-- Begin Dataset --

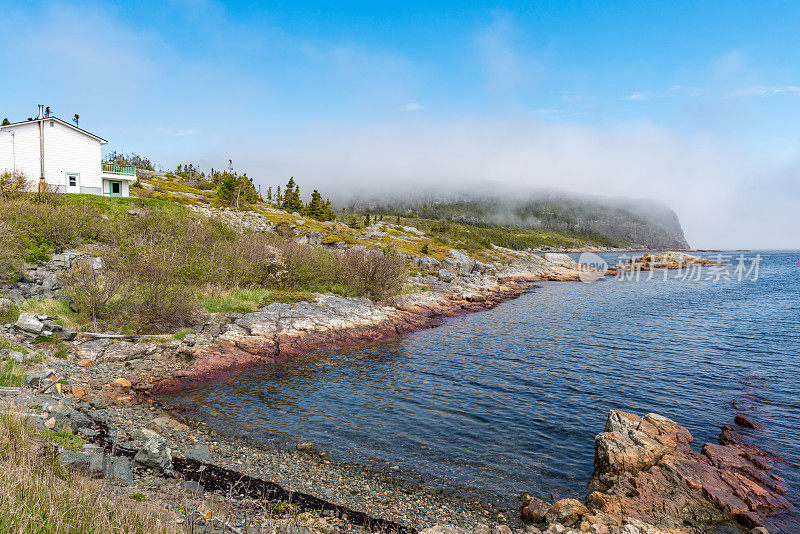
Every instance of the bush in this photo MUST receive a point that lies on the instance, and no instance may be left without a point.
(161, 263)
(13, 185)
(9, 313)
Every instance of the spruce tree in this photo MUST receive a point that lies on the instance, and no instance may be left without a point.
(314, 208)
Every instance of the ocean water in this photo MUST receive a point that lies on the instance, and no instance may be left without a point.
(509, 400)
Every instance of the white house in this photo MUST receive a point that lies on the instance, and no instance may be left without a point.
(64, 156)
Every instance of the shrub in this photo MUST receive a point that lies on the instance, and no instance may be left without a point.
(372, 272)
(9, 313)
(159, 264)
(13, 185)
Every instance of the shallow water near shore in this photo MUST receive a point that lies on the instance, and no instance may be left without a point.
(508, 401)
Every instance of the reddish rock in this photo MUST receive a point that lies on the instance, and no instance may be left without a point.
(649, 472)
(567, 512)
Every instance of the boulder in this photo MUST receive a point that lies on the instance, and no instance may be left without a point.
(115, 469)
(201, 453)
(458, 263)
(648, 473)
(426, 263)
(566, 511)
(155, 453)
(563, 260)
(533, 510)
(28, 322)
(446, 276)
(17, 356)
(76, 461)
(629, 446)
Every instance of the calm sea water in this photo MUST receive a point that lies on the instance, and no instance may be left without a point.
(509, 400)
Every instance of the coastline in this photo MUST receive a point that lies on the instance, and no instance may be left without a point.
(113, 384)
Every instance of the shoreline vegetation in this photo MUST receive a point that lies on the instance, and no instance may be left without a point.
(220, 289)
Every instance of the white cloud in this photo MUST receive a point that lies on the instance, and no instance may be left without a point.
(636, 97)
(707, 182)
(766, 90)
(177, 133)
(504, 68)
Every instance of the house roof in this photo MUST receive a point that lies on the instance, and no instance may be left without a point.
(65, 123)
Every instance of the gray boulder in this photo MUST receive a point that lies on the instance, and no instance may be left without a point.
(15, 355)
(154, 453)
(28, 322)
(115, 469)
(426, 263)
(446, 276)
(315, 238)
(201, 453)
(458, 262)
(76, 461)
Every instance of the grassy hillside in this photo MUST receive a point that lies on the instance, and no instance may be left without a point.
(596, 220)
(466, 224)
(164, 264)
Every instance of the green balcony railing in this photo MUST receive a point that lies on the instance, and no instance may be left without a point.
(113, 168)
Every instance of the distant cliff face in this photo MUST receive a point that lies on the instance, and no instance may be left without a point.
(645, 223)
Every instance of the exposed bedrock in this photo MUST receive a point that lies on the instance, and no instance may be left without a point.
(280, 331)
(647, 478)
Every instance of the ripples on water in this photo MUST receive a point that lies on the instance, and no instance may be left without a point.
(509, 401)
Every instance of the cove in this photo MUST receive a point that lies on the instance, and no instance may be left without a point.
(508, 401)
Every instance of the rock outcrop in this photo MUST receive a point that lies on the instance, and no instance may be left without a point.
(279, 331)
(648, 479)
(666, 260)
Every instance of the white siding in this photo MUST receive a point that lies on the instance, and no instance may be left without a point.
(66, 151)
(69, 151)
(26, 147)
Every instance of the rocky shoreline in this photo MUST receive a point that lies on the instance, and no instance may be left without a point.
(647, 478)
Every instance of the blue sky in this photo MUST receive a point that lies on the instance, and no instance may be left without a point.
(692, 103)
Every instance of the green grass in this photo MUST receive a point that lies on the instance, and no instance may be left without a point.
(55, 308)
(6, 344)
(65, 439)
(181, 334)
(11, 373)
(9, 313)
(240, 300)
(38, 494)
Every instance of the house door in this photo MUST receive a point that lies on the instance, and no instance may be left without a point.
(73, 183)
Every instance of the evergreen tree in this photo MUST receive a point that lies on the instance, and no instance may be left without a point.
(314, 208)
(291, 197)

-- End Dataset --
-- Begin Dataset --

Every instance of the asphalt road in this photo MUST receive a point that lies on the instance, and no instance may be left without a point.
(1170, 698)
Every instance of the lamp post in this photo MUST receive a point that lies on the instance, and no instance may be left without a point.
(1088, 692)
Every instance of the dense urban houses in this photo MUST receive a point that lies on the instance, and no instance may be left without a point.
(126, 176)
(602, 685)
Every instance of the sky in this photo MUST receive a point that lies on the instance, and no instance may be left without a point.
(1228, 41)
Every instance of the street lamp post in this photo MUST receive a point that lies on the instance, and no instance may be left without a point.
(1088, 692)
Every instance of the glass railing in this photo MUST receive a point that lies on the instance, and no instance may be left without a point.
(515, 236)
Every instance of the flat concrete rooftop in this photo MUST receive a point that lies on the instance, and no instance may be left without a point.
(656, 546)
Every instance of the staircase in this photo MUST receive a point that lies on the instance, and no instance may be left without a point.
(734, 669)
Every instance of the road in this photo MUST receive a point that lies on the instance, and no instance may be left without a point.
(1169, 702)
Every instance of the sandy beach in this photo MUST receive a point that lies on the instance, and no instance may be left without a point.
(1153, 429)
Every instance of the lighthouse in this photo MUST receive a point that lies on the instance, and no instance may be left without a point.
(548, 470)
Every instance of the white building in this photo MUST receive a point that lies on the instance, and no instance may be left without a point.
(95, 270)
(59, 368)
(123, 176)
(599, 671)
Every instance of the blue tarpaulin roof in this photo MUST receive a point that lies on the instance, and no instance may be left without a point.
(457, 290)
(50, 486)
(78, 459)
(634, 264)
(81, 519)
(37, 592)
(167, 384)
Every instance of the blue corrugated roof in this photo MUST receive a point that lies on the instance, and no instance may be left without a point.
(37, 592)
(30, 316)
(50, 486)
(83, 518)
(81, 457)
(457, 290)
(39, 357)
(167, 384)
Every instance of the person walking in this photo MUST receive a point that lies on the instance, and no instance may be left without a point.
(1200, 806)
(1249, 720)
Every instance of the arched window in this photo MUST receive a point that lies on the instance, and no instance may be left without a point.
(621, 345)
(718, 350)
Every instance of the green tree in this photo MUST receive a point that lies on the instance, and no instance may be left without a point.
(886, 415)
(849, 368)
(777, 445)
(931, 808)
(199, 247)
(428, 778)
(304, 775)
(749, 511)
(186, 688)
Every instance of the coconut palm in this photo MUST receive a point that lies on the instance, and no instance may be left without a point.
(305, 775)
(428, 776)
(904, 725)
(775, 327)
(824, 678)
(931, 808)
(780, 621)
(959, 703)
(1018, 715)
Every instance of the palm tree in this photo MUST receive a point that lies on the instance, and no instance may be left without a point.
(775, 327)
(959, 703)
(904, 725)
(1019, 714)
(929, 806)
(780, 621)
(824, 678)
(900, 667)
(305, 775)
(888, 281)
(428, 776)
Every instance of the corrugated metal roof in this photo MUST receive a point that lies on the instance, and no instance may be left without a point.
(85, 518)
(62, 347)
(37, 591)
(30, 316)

-- End Dataset --
-- Begin Dataset --

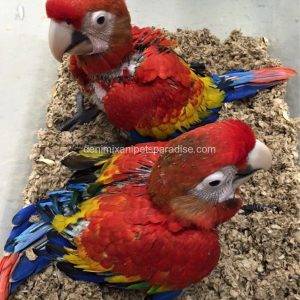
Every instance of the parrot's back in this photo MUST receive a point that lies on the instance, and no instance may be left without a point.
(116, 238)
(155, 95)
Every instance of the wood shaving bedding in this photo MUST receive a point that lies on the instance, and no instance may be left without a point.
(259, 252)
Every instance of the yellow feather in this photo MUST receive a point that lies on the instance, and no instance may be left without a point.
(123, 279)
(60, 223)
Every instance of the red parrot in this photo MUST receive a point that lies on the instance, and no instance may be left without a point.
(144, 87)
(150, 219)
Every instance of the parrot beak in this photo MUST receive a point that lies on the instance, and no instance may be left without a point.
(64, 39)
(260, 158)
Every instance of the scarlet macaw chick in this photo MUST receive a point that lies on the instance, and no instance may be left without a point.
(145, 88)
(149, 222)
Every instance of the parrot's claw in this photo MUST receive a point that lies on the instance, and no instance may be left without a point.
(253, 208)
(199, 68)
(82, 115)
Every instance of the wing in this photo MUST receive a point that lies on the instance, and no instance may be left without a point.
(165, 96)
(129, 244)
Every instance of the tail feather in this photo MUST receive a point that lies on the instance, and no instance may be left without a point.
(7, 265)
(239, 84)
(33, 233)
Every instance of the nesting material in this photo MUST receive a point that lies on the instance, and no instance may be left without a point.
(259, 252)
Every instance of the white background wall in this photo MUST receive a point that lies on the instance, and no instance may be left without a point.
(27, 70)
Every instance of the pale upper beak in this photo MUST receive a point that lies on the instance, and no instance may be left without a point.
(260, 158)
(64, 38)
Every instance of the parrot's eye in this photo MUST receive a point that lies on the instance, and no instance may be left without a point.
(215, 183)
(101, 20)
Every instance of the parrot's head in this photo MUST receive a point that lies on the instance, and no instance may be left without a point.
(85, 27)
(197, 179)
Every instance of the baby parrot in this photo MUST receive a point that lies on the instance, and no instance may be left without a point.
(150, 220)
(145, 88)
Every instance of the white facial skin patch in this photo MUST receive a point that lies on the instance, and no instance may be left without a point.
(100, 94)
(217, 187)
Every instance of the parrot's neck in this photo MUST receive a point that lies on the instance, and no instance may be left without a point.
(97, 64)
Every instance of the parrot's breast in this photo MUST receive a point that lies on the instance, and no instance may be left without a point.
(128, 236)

-- End Dataset --

The request ::
Pick out every line in the entries above that contains the string "palm" and copy each of those lines in full. The match is case-sensitive.

Exercise response ::
Every instance of the coconut palm in this photo MUST receive a point that lies on the instance, and no instance may be left without a point.
Every instance of the palm tree in this photo MUST receive a point that lies on the instance, and no instance may be left without a point.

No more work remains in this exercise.